Copy out the entries below word for word, line by line, changing nothing.

DATA ROWS:
┄┄┄┄┄┄┄┄┄┄┄┄┄┄┄┄┄┄┄┄
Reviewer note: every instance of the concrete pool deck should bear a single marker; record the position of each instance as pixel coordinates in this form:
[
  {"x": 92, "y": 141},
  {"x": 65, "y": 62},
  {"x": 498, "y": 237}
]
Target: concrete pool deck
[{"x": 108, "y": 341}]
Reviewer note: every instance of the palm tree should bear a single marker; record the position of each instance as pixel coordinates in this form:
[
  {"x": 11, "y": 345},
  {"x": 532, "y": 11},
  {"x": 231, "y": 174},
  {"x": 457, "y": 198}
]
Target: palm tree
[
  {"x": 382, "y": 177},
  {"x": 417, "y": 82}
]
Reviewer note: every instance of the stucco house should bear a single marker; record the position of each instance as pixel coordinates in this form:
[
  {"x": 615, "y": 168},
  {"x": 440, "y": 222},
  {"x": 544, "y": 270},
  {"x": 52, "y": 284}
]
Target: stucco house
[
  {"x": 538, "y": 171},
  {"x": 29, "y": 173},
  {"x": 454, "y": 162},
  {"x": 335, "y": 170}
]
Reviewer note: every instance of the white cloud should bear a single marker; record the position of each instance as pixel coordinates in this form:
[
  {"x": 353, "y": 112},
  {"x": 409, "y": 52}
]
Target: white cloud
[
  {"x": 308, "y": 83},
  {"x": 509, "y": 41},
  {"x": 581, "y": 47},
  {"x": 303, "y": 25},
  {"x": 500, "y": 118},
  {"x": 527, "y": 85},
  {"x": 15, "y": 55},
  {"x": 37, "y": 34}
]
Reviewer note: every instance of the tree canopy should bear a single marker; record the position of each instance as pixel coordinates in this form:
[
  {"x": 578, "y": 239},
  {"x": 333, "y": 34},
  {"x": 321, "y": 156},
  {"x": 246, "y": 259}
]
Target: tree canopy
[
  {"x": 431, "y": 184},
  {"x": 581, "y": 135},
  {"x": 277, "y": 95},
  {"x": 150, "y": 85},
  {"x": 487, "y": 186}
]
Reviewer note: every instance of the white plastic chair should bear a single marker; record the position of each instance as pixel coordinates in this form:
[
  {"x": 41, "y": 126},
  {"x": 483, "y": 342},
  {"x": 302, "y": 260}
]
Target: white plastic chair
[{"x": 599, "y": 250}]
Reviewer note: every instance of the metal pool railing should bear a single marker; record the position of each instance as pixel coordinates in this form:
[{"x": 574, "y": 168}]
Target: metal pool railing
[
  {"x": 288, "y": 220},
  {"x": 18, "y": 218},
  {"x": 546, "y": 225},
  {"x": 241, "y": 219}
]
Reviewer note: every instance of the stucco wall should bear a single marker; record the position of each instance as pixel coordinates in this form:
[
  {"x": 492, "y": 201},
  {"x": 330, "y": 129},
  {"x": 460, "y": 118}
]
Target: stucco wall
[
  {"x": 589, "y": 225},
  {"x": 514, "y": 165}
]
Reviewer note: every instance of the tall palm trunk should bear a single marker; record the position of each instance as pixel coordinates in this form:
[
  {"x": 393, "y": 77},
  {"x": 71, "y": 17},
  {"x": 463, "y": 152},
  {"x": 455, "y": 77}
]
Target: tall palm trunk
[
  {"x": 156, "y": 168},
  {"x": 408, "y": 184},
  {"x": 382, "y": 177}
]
┄┄┄┄┄┄┄┄┄┄┄┄┄┄┄┄┄┄┄┄
SOLUTION TO THE PROBLEM:
Reviewer note: every instance of the concrete pool deck should bear a single marker; record the position of each instance as pixel coordinates in this form:
[
  {"x": 92, "y": 141},
  {"x": 65, "y": 62},
  {"x": 498, "y": 237}
]
Target: concrete pool deck
[{"x": 108, "y": 341}]
Reviewer note: every instance of the palm tree should bear a single marker; record the position of each instance as pixel coordinates in this form:
[
  {"x": 11, "y": 345},
  {"x": 532, "y": 11},
  {"x": 231, "y": 174},
  {"x": 457, "y": 198}
]
Target: palm tree
[
  {"x": 382, "y": 177},
  {"x": 417, "y": 82}
]
Reviewer note: every instance of the stucco house should bear a single marker; record the position of each instance as pixel coordinates in this form:
[
  {"x": 615, "y": 168},
  {"x": 440, "y": 222},
  {"x": 544, "y": 270},
  {"x": 52, "y": 284}
]
Target: stucco house
[
  {"x": 538, "y": 171},
  {"x": 29, "y": 173},
  {"x": 454, "y": 162},
  {"x": 335, "y": 170}
]
Reviewer note: every instance of the white cloud should bear a single marker; record the position of each instance as pixel coordinates in this form:
[
  {"x": 353, "y": 112},
  {"x": 409, "y": 52}
]
Target: white cloud
[
  {"x": 308, "y": 83},
  {"x": 509, "y": 41},
  {"x": 581, "y": 47},
  {"x": 303, "y": 25},
  {"x": 500, "y": 118},
  {"x": 527, "y": 85},
  {"x": 15, "y": 55},
  {"x": 37, "y": 34}
]
Reviewer note: every instance of the tree canopy should bear a single marker; record the position of each instance as pixel coordinates in this form:
[
  {"x": 578, "y": 239},
  {"x": 333, "y": 34},
  {"x": 321, "y": 156},
  {"x": 246, "y": 259}
]
Target: tree canopy
[
  {"x": 431, "y": 184},
  {"x": 581, "y": 135},
  {"x": 277, "y": 95},
  {"x": 150, "y": 85},
  {"x": 487, "y": 186}
]
Reviewer note: every instance of the white plastic chair should bear a single marker; record the position of each instance as pixel coordinates in this form:
[
  {"x": 41, "y": 126},
  {"x": 483, "y": 342},
  {"x": 302, "y": 260}
]
Target: white plastic chair
[{"x": 599, "y": 250}]
Reviewer note: every instance of the metal pool railing should bear a single marker; record the position of each instance as pixel coordinates in this form:
[{"x": 574, "y": 168}]
Target: metal pool railing
[
  {"x": 288, "y": 220},
  {"x": 18, "y": 218},
  {"x": 546, "y": 225},
  {"x": 241, "y": 219}
]
Reviewer note: every instance of the stucco wall should bear a single marker; record the position of each instance as pixel coordinates in this form:
[
  {"x": 492, "y": 201},
  {"x": 330, "y": 129},
  {"x": 460, "y": 118}
]
Target: stucco wall
[
  {"x": 589, "y": 225},
  {"x": 514, "y": 165}
]
Reviewer note: every instance of the tall palm trunk should bear a single marker; record the position of each instance as pixel coordinates in this form:
[
  {"x": 393, "y": 77},
  {"x": 71, "y": 17},
  {"x": 463, "y": 152},
  {"x": 455, "y": 77}
]
Target: tall palm trunk
[
  {"x": 156, "y": 168},
  {"x": 408, "y": 184},
  {"x": 382, "y": 177}
]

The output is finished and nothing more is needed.